§ **Extract provided**
Peroral endoscopic myotomy (POEM) is a safe and effective procedure to treat pediatric achalasia according to a single-center outcomes study in the Journal of Pediatric Surgery.
Authors Timothy Kane, M.D., chief of General and Thoracic Surgery at Children’s National Hospital, and Mikael Petrosyan, M.D., MBA, associate chief of that division, together perform more of these procedures than any other pediatric surgeons in the United States.
Their experience with POEM shows that it is as safe and effective as the current standard of care for pediatric achalasia, which is a procedure called the laparoscopic Heller myotomy (LHM). Even better, previous research in adults and now in pediatric patients, has shown that those who undergo POEM as an alternative to LHM report less pain and often require shorter hospital stays after surgery.
Why it matters
POEM has been an option for adults with achalasia for many years, but not for children because it requires technical skill and expertise not readily available everywhere. More studies of young patients with successful outcomes following POEM procedures can help make the case for training more pediatric surgeons to learn this approach, and help this alternative method become an additional surgical option for children with achalasia.
The hold-up in the field
Achalasia is a rare condition in adults (1/100,000) and even less common in children, occurring in only 0.1 per 100,000 patients with an estimated prevalence of 10 per 100,000. The rarity of achalasia in children compared with adults makes collecting enough statistically significant evidence about how best to treat them difficult, more so than for other more common pediatric surgical conditions.
Children’s National Hospital leads the way
Children’s National Hospital is one of the only children’s hospitals in the country to offer the option of POEM for treatment of these conditions in children — and Drs. Kane and Petrosyan combined perform more of these procedures than any other pediatric surgeons in the United States.
The surgeons at Children’s National offer POEM as a primary intervention for children with esophageal achalasia and are also applying the same approach for pediatric gastroparesis as well.
Children’s National Hospital is one of only 12 children’s hospitals in the country, and the only hospital in the Washington, D.C., region, to be verified as a Level 1 Children’s Surgery Center by the American College of Surgeons (ACS) Children’s Surgery Verification Quality Improvement Program. This distinction recognizes surgery centers whose quality improvement programs have measurably improved pediatric surgical quality, prevented complications, reduced costs and saved lives.
Given their reported outcomes so far, the authors believe that in the long term this approach may replace the current pediatric standard of care, the LHM. More research is needed to make this case, however, including long-term follow-up studies of the patients who have undergone the procedure so far.

§ **Problem statement**
List every outcome that the article on pediatric POEM says the Level 1 Children's Surgery Center distinction recognizes in surgery centers' quality improvement programs.

§ **Records supplied**
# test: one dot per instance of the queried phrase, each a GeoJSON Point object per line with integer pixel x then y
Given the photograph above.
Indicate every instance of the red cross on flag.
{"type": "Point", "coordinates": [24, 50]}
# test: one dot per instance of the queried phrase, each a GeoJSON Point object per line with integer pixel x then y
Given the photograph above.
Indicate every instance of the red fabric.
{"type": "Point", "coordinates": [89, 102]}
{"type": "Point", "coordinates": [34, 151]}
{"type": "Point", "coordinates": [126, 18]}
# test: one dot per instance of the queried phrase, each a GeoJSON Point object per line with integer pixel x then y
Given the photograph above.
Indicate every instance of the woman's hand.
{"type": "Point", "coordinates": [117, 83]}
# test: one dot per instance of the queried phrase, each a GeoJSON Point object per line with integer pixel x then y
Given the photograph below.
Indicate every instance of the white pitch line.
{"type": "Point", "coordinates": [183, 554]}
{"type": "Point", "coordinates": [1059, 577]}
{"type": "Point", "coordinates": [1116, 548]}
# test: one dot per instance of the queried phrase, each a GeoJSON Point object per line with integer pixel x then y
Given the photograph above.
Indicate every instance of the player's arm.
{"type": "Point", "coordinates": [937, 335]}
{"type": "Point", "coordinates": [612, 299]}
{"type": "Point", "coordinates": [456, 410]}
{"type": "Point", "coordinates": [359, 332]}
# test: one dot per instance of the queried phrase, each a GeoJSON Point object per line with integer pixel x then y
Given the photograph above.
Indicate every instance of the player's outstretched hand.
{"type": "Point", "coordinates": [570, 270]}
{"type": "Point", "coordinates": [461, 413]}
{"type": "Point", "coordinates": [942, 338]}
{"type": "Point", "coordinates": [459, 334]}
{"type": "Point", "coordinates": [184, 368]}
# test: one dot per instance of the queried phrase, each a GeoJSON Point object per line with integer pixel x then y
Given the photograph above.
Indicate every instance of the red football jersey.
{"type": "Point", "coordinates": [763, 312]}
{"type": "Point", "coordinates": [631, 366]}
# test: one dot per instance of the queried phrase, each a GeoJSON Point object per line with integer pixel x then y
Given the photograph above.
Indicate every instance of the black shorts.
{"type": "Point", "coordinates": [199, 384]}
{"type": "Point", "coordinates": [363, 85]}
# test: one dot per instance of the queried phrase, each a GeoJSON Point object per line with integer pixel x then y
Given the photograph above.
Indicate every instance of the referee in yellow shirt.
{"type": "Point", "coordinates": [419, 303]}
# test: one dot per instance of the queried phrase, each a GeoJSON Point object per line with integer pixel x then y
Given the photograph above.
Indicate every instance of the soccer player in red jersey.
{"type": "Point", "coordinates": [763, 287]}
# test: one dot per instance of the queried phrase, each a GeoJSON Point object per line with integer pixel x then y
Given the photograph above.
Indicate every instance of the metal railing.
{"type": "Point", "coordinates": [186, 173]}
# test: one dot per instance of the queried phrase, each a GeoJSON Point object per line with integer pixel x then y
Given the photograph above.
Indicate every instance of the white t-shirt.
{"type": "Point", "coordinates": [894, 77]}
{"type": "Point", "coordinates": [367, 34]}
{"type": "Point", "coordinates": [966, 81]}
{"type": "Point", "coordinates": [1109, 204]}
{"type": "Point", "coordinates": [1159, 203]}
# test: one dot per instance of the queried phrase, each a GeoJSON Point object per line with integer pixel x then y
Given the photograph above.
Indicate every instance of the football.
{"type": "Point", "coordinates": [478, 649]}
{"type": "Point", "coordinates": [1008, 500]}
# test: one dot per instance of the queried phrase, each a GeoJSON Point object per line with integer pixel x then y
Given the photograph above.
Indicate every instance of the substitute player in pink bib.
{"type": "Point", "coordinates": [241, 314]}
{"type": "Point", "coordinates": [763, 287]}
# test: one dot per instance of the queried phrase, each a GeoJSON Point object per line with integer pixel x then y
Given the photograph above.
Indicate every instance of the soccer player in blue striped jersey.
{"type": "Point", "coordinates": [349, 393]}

§ **Answer to the exercise**
- Measurably improved pediatric surgical quality
- Prevented complications
- Reduced costs
- Saved lives